Data section:
⟨
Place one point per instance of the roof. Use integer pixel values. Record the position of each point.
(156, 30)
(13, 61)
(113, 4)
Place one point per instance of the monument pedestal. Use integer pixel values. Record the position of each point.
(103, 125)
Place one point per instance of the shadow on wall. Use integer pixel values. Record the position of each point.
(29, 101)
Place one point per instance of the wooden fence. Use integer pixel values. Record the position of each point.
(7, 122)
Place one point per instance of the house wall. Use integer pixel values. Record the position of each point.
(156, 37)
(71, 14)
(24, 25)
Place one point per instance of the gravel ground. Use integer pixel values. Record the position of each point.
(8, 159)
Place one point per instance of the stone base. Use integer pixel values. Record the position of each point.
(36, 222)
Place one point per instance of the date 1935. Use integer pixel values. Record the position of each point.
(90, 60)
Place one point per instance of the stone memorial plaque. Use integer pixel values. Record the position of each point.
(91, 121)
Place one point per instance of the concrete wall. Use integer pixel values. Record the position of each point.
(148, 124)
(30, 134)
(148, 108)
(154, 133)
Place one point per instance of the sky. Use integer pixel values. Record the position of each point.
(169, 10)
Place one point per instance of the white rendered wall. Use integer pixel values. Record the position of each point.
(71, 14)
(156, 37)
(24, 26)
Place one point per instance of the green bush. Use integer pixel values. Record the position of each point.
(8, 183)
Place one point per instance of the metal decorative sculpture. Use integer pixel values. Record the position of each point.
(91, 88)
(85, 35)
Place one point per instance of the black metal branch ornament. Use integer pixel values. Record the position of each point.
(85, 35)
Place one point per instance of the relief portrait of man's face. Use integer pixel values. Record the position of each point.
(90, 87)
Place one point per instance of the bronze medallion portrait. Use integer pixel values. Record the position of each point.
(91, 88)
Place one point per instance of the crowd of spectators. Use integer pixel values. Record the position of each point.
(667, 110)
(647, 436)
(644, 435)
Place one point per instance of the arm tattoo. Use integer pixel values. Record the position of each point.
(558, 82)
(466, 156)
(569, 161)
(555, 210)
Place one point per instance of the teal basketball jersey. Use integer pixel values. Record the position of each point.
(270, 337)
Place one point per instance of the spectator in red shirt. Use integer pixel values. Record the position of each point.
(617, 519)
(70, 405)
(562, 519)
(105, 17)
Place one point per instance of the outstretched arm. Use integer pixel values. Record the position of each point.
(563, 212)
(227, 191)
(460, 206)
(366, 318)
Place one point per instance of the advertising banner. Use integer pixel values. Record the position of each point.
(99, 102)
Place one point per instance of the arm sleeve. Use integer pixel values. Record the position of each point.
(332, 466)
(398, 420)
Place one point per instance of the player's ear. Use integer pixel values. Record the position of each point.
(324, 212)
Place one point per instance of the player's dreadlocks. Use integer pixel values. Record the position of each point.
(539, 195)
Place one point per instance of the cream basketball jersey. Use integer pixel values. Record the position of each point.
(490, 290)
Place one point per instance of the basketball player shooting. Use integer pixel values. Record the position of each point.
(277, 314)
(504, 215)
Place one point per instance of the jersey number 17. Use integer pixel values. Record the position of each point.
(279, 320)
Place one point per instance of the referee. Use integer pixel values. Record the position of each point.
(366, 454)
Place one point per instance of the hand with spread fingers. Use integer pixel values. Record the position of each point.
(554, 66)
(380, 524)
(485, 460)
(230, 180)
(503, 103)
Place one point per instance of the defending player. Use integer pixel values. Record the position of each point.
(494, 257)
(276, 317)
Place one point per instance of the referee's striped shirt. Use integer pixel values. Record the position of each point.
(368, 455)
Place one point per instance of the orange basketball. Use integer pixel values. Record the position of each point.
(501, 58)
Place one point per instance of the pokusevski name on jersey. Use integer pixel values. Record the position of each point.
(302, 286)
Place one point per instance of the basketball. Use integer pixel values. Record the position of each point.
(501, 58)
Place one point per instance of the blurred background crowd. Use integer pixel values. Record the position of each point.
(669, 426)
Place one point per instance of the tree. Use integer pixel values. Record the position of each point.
⟩
Your goal: Repeat the data above, word for word.

Task answer:
Place one point per instance of the roof. Use integer pixel values. Record the position of each point.
(156, 30)
(13, 61)
(113, 4)
Place one point per instance of the monument pedestal. Use integer pixel values. Record the position of each point.
(103, 125)
Place one point per instance of the shadow on wall. Use integer pixel values. Record the position of each point.
(29, 101)
Place one point per instance of the wooden fence. Use integer pixel values. Record the position of each point.
(7, 122)
Place one point per instance of the house wall. Use integer pixel values. Record the position of each point.
(156, 37)
(71, 14)
(24, 25)
Place one point per instance of the gravel ground. Use integer pixel values. Record the position of each point.
(8, 159)
Place one point per instance of the stone base. Use integer pixel values. Record the position of each point.
(36, 222)
Place one point per instance of the date 1935. Use integer pixel values. Record the position of each point.
(90, 60)
Place one point per instance of the stone memorial plaque. Use integer pixel values. Record the position of each point.
(91, 121)
Place one point per instance of the concrete wall. Use integer pixel values. Record the position of each point.
(148, 124)
(30, 134)
(148, 108)
(154, 133)
Place one point per instance of the sky. Use integer pixel values. Record the position of each point.
(169, 10)
Place one point per instance of the white rendered wall. Use integer pixel values. Record the position of each point.
(71, 14)
(156, 37)
(24, 26)
Place one point per instance of the green bush. Use integer pixel values. Record the position of each point.
(8, 183)
Place one point per instance of the metal decorative sculpture. Use integer pixel values. Record the position of each point.
(91, 88)
(85, 35)
Place one point per instance of the black metal branch ornament. Use integer pixel values. Record the position of each point.
(85, 35)
Place one point per instance of the relief portrait of man's face. Use integer pixel values. Record the position of each point.
(90, 87)
Place one point per instance of the bronze medallion portrait. Use integer pixel values. Record the position of each point.
(91, 88)
Place one point per instance of the crowd of spectators. Use integer pixel values. Record the position of each point.
(667, 110)
(647, 436)
(644, 435)
Place one point per instance of the arm tattoo. Use integer pixel values. Record the position of each point.
(558, 82)
(466, 156)
(569, 161)
(555, 210)
Place one point per instance of the teal basketball jersey. Use integer pixel values. Record the position of each point.
(270, 337)
Place one point per instance of the spectator in red shirt. Use integer pixel values. Record the position of each point.
(617, 519)
(70, 405)
(562, 519)
(105, 17)
Place one point per instance of the outstretched arm. Use integer pixel values. Record the position of each point.
(563, 212)
(227, 191)
(460, 206)
(366, 318)
Place one point per instance of the advertising banner. Use integer pixel values. Record the position of each point.
(99, 102)
Place one point per instance of the arm sleeve. Use integer pixel values. Record the position of each point.
(332, 466)
(398, 420)
Place one point per instance of the player's ear. Use integer pixel values. Record the position of each point.
(324, 212)
Place one point per instance of the player's dreadlocks. Use integer pixel values. Record the position of each point.
(539, 195)
Place one point per instance of the cream basketball jersey. Use integer pixel values. Record the position of each point.
(490, 290)
Place one point per instance of the basketball player shooting. Use integer pixel values. Record the position of each point.
(277, 314)
(504, 215)
Place one point per instance of the jersey number 17. Use integer pixel values. Record the position of each point.
(279, 320)
Place one point per instance of the referee. Use integer pixel values. Record the position of each point.
(366, 454)
Place one point per instance of the hand with spread fingers. Use integer pixel values. Record the position of each point.
(554, 66)
(380, 524)
(485, 460)
(230, 180)
(503, 103)
Place one point per instance of the defending player. Use integer pixel values. Record the position of each point.
(494, 257)
(276, 317)
Place one point per instance of the referee's striped shirt. Use integer pixel values. Record the position of each point.
(368, 455)
Place one point per instance of the orange basketball. Use integer pixel values. Record the position of each point.
(501, 58)
Place one point per instance of the pokusevski name on jersey. Use integer pixel values. Record the position of each point.
(302, 286)
Place one point per instance of the basketball. Use integer pixel values. Record the position of each point.
(501, 58)
Place one point per instance of the blurred background crowd. Use integer pixel values. Record the position of each point.
(669, 426)
Place one point per instance of the tree. Use integer pixel values. Record the position of each point.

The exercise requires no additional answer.